Brief 1 - Retype the passage on the Pagaruyung V inscription between "The content of" and "Object since 2019.", inclusive.
Brief 2 - According to the passage on the Pagaruyung V inscription, who built the garden that the inscription describes?

Source -

Pagaruyung V inscription is an inscription found in Pagaruyung, Pagaruyung Village (nagari), Tanjung Emas District, Tanah Datar Regency, in West Sumatra, Indonesia. This inscription is estimated to date from the reign of King Adityawarman, who ruled between 1347 and 1374 CE in the Malay Kingdom—the predecessor of the Pagaruyung Kingdom—which was centered in Tanah Datar Regency. The Pagaruyung V inscription was discovered as a stone fragment measuring 27 cm in height, 46 cm in width, and 19.5 cm in thickness. The inscription is written in Old Javanese using the Post-Pallava script.

The content of the inscription mentions the construction of a garden by an individual named si Satra, which featured seating for King Adityawarman. This makes the Pagaruyung V inscription unique, as it is the only remaining inscription from the Adityawarman era that records a garden and the atmosphere of palace life. The inscription also demonstrates Javanese cultural influence through the language used and the naming of figures mentioned within it.

Currently, the Pagaruyung V inscription is preserved alongside several other inscriptions and artifacts at the Adityawarman Inscription Complex in Pagaruyung, under inventory number 26/BCB-TB/SMB. The inscription has been designated as a National Cultural Heritage Object since 2019.

Rows -
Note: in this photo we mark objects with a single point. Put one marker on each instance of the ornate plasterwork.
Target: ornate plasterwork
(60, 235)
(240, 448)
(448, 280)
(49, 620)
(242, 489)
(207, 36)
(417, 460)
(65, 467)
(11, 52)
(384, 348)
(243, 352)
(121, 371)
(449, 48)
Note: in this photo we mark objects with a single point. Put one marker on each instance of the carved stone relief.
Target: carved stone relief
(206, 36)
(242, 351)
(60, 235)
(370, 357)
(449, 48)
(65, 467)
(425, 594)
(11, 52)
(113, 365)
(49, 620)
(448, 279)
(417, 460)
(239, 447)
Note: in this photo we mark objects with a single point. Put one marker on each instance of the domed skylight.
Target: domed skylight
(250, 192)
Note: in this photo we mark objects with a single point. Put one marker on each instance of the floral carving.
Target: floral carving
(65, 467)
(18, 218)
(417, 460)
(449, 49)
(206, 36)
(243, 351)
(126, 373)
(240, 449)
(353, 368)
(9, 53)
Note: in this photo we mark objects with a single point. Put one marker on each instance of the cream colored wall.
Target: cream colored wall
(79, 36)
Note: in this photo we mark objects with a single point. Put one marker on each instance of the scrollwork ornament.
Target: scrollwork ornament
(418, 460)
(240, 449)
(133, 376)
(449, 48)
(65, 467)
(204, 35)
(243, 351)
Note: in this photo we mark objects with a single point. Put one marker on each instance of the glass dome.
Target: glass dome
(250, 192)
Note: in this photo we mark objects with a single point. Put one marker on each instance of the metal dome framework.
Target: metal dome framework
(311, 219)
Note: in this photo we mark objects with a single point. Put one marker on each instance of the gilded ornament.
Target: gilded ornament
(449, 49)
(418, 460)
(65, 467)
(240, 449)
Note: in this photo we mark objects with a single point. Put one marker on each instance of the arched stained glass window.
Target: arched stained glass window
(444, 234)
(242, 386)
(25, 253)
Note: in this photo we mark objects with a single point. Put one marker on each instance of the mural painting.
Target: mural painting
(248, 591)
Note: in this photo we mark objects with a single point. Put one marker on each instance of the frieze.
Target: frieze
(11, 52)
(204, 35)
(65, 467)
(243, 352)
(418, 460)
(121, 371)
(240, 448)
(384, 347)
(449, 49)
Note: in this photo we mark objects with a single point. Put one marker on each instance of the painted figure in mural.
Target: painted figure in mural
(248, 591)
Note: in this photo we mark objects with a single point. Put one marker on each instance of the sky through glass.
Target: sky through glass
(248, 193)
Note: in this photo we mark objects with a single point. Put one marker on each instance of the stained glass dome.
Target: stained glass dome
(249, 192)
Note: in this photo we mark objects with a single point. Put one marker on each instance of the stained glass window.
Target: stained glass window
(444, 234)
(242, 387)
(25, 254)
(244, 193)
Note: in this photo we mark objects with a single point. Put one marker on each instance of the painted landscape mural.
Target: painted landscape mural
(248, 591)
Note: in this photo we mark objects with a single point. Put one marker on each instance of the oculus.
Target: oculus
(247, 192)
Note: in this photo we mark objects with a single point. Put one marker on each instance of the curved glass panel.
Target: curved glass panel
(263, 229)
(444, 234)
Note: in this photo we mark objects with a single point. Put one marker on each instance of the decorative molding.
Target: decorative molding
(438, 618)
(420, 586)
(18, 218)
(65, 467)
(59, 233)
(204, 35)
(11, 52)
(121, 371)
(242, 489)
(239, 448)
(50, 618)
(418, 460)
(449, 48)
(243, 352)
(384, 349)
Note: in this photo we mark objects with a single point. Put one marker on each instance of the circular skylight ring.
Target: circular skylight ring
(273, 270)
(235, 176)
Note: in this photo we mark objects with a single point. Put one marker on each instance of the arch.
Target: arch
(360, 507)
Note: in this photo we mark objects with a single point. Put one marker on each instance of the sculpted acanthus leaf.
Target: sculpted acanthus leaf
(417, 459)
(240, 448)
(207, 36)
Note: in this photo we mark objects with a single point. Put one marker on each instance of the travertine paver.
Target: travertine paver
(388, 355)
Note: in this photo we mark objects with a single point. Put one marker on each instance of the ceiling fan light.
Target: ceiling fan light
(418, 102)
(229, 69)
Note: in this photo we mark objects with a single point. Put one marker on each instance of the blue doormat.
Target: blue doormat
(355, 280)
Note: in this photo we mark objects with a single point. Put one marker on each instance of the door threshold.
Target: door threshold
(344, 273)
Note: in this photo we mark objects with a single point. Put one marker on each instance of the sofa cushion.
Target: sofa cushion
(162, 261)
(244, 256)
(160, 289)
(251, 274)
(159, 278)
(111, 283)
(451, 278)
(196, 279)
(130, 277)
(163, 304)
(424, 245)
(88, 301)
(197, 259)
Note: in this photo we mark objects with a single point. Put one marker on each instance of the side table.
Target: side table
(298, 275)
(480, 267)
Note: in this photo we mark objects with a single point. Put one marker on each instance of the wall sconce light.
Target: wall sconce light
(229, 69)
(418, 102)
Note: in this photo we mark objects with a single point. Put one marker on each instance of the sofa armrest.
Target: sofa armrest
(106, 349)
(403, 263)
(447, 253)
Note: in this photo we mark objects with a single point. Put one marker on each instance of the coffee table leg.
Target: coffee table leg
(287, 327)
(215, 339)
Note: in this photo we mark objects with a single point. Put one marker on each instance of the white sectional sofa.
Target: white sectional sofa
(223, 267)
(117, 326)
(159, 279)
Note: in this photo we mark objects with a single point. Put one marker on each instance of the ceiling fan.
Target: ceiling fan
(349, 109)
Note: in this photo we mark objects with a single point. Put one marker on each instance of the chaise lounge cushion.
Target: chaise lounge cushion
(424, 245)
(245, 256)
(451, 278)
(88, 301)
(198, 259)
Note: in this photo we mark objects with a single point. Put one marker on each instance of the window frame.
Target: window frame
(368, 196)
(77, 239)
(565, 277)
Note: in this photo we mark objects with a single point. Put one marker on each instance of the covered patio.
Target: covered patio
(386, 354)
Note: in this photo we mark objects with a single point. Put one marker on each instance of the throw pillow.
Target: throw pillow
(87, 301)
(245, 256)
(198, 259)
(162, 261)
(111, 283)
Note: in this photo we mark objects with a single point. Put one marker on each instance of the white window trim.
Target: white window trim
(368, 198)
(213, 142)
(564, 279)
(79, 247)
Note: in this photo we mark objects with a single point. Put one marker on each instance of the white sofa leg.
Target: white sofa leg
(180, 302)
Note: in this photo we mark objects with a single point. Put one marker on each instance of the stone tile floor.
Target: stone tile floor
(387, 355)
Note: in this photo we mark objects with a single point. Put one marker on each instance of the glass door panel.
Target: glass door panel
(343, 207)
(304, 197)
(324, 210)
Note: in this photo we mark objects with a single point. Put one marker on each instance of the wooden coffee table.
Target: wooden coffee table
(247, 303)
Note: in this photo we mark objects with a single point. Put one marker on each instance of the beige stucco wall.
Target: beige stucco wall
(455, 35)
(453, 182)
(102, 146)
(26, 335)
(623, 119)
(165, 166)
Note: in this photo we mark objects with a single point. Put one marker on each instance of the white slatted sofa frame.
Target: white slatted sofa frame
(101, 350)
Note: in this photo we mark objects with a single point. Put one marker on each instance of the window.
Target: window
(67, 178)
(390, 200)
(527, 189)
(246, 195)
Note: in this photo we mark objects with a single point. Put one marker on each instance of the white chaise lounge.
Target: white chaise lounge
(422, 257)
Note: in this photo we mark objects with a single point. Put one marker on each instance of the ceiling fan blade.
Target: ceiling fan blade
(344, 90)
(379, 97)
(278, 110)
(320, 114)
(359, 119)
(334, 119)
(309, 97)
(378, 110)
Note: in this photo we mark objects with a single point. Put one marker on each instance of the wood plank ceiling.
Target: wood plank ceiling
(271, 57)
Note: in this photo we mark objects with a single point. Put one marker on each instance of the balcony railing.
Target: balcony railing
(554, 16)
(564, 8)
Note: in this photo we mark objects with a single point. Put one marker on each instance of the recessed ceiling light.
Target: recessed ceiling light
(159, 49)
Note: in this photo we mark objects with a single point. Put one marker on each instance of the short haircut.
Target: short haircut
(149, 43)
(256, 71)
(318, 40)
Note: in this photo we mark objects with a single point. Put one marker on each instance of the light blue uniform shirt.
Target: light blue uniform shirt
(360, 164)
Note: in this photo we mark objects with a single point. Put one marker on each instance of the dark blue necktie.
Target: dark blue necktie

Exercise response 1 -
The content of the inscription mentions the construction of a garden by an individual named si Satra, which featured seating for King Adityawarman. This makes the Pagaruyung V inscription unique, as it is the only remaining inscription from the Adityawarman era that records a garden and the atmosphere of palace life. The inscription also demonstrates Javanese cultural influence through the language used and the naming of figures mentioned within it.

Currently, the Pagaruyung V inscription is preserved alongside several other inscriptions and artifacts at the Adityawarman Inscription Complex in Pagaruyung, under inventory number 26/BCB-TB/SMB. The inscription has been designated as a National Cultural Heritage Object since 2019.

Exercise response 2 - An individual named si Satra.